Copy out the entries word for word, starting at the line that contains "Reviewer note. Check that every instance of the pocket" and continuing through the last line of the entries, with both ends included.

┄┄┄┄┄┄┄┄┄┄┄┄┄┄┄┄┄┄┄┄

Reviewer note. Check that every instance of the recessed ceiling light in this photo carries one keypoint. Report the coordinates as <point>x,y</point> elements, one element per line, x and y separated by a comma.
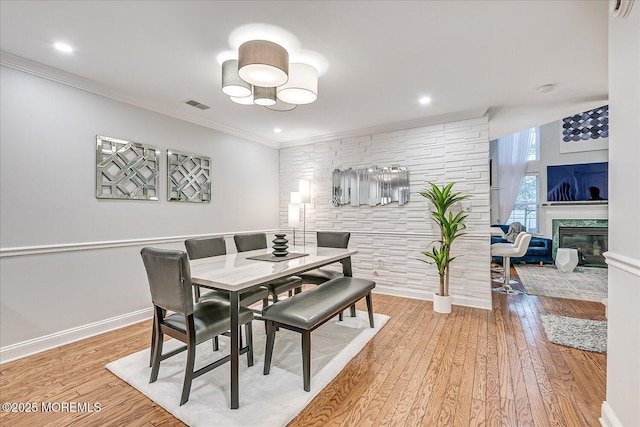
<point>63,47</point>
<point>546,88</point>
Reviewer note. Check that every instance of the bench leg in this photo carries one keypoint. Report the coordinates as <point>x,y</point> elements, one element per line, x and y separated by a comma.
<point>306,360</point>
<point>249,332</point>
<point>271,337</point>
<point>370,309</point>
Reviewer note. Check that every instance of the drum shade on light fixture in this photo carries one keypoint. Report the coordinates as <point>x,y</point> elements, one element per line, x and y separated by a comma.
<point>264,96</point>
<point>302,87</point>
<point>262,74</point>
<point>232,84</point>
<point>263,63</point>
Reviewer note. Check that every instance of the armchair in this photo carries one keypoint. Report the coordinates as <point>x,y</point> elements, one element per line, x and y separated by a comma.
<point>540,249</point>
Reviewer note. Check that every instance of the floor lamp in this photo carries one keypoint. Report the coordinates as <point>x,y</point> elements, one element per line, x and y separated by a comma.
<point>304,190</point>
<point>294,214</point>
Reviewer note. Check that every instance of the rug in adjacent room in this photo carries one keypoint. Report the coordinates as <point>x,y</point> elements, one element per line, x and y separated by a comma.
<point>583,334</point>
<point>265,400</point>
<point>584,283</point>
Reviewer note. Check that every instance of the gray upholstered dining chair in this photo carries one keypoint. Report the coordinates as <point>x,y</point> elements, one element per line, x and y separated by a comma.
<point>327,239</point>
<point>330,239</point>
<point>169,278</point>
<point>215,246</point>
<point>251,242</point>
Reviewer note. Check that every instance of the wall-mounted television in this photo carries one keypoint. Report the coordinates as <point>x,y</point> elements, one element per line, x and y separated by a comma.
<point>578,183</point>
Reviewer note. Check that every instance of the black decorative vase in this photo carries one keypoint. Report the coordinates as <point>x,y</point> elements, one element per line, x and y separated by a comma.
<point>280,245</point>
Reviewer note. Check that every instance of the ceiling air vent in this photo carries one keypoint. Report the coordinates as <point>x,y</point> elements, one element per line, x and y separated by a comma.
<point>197,104</point>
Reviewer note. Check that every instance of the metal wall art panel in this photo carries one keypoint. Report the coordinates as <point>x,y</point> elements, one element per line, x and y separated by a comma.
<point>126,170</point>
<point>371,186</point>
<point>188,177</point>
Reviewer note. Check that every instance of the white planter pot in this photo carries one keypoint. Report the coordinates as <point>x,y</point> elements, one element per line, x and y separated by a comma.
<point>441,304</point>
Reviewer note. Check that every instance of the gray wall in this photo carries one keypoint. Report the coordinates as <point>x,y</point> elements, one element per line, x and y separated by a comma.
<point>69,260</point>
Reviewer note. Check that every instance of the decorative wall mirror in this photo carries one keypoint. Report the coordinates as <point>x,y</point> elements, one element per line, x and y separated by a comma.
<point>371,186</point>
<point>188,177</point>
<point>126,170</point>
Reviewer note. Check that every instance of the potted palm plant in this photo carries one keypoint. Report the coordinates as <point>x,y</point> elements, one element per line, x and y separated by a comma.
<point>451,227</point>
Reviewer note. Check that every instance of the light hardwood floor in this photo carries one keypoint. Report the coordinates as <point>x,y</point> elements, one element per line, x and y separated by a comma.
<point>473,367</point>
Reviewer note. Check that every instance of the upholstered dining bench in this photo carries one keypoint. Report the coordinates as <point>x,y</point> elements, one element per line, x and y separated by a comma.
<point>306,311</point>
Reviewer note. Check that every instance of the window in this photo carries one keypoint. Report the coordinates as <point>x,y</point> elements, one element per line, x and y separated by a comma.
<point>534,146</point>
<point>525,210</point>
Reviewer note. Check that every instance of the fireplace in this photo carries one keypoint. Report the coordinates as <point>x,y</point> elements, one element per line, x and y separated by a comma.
<point>591,243</point>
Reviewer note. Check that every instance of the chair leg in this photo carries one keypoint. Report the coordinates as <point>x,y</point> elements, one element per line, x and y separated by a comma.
<point>156,352</point>
<point>506,287</point>
<point>154,333</point>
<point>153,340</point>
<point>306,360</point>
<point>370,309</point>
<point>188,372</point>
<point>271,336</point>
<point>249,333</point>
<point>158,339</point>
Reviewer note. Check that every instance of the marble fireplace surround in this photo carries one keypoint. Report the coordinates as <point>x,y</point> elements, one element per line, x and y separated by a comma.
<point>573,215</point>
<point>590,223</point>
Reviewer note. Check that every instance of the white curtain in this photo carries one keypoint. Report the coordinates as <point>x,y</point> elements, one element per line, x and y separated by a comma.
<point>513,151</point>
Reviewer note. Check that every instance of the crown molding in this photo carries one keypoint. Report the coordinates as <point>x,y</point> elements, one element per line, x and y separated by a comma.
<point>390,127</point>
<point>46,72</point>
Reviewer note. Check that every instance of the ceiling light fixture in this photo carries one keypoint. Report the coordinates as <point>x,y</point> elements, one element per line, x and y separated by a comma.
<point>263,75</point>
<point>264,96</point>
<point>546,88</point>
<point>232,84</point>
<point>63,47</point>
<point>302,87</point>
<point>263,63</point>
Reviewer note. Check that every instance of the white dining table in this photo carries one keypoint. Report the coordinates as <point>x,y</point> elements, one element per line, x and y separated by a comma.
<point>236,273</point>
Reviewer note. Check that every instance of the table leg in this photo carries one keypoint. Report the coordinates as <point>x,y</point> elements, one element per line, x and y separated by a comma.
<point>347,271</point>
<point>234,299</point>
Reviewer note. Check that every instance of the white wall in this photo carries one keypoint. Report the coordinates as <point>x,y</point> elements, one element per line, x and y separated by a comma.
<point>623,357</point>
<point>389,238</point>
<point>549,146</point>
<point>56,272</point>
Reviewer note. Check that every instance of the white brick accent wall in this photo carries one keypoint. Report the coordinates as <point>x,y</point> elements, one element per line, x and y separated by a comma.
<point>389,238</point>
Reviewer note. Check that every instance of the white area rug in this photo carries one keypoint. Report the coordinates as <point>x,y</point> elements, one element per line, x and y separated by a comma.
<point>583,334</point>
<point>584,283</point>
<point>265,400</point>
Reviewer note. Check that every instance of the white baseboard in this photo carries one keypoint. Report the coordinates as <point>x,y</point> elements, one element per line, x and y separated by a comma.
<point>47,342</point>
<point>424,295</point>
<point>609,418</point>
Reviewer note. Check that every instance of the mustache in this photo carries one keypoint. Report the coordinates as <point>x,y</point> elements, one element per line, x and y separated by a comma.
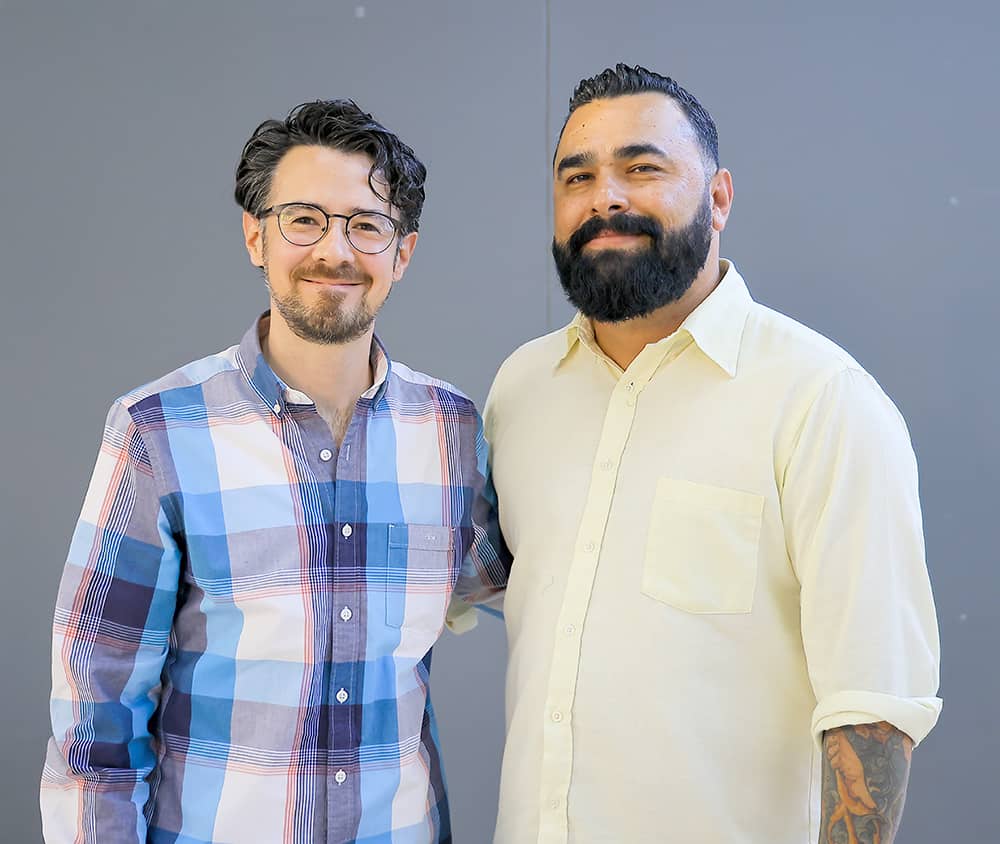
<point>342,272</point>
<point>617,224</point>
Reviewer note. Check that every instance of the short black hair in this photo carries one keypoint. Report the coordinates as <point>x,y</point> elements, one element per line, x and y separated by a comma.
<point>341,125</point>
<point>622,80</point>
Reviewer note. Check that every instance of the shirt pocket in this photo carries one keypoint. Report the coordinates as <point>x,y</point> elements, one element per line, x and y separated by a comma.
<point>701,550</point>
<point>419,577</point>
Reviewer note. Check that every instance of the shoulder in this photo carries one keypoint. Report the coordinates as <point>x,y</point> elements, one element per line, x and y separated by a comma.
<point>773,336</point>
<point>181,386</point>
<point>528,359</point>
<point>410,384</point>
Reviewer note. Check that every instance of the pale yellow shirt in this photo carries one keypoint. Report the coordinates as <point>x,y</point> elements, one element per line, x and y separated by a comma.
<point>718,555</point>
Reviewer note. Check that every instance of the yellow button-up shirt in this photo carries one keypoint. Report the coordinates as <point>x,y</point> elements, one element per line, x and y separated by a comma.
<point>718,556</point>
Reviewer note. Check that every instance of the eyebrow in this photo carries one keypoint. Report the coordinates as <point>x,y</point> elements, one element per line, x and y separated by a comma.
<point>583,159</point>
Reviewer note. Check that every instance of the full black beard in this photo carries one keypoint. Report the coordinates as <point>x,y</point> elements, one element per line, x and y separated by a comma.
<point>613,285</point>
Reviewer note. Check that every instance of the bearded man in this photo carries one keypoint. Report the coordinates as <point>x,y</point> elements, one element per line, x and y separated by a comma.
<point>719,617</point>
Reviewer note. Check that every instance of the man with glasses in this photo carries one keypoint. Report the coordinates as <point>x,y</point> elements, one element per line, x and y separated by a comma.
<point>271,539</point>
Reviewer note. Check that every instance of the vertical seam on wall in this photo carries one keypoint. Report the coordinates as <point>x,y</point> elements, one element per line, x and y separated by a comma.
<point>547,278</point>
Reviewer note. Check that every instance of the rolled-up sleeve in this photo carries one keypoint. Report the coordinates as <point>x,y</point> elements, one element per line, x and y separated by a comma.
<point>852,520</point>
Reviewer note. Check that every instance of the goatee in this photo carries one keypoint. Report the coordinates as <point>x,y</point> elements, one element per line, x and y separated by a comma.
<point>327,321</point>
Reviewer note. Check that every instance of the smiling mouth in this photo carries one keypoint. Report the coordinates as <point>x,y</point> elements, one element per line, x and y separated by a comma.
<point>332,282</point>
<point>612,239</point>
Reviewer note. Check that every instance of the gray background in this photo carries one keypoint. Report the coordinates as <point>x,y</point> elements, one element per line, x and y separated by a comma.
<point>863,146</point>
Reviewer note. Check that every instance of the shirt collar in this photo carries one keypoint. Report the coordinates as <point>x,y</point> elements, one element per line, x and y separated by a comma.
<point>274,392</point>
<point>716,325</point>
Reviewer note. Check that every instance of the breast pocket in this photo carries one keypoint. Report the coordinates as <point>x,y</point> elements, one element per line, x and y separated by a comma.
<point>701,551</point>
<point>419,576</point>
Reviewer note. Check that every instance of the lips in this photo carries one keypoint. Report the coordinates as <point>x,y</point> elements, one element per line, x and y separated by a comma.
<point>610,238</point>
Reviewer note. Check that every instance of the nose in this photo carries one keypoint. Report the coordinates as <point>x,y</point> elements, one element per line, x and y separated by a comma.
<point>610,196</point>
<point>334,247</point>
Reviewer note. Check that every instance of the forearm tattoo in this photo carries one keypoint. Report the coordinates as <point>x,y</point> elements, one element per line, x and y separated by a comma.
<point>865,770</point>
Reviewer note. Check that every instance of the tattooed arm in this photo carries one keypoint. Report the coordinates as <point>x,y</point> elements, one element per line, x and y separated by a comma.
<point>865,770</point>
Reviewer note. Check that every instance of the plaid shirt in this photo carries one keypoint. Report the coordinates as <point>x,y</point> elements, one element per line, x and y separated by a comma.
<point>243,631</point>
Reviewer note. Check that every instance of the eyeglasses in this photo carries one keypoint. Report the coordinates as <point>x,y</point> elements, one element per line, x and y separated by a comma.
<point>303,224</point>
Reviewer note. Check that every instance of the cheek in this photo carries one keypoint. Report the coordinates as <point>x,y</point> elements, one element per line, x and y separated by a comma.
<point>567,217</point>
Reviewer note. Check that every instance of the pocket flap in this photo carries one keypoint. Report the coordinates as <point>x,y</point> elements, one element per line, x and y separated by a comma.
<point>422,537</point>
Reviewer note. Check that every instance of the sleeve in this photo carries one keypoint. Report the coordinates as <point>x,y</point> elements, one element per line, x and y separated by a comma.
<point>110,636</point>
<point>853,529</point>
<point>486,566</point>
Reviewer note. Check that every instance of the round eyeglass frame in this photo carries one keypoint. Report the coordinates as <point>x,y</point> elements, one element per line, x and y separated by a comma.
<point>277,209</point>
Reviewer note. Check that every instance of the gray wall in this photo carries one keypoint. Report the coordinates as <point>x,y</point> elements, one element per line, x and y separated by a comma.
<point>862,145</point>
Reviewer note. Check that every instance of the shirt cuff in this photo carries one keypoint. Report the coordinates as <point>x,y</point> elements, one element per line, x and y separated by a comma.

┄┄┄┄┄┄┄┄┄┄┄┄┄┄┄┄┄┄┄┄

(Exercise output):
Reviewer note. Check that every instance of the pocket flap in this photo carries one keypoint. Report the coordinates as <point>x,y</point> elements, one element per line, x and y separated by a comma.
<point>422,537</point>
Reviewer note. Check that every instance of the sleeve in this photo carries one keypoint. Report the coordinates as <point>x,y</point> elements, one element per line, x and y separated by a comma.
<point>110,636</point>
<point>853,529</point>
<point>486,566</point>
Reviewer note. Check that every instance of the round eyeglass frame in this photo carries one keypoint. Report the coordinates as <point>x,y</point> elements, one element per line, x and y separated by a comma.
<point>277,209</point>
Reviewer note. Check that every instance of the gray wall in this photo carries one keypoint. Report the coordinates as <point>x,y</point> elements, one element per line, x and y separated by a comma.
<point>862,145</point>
Reviewer note. Check that every instance of the shirt cuff in this photo carries one keypoint. Report the coordinates as <point>x,y</point> elements, one element per line, x and y separated by a comma.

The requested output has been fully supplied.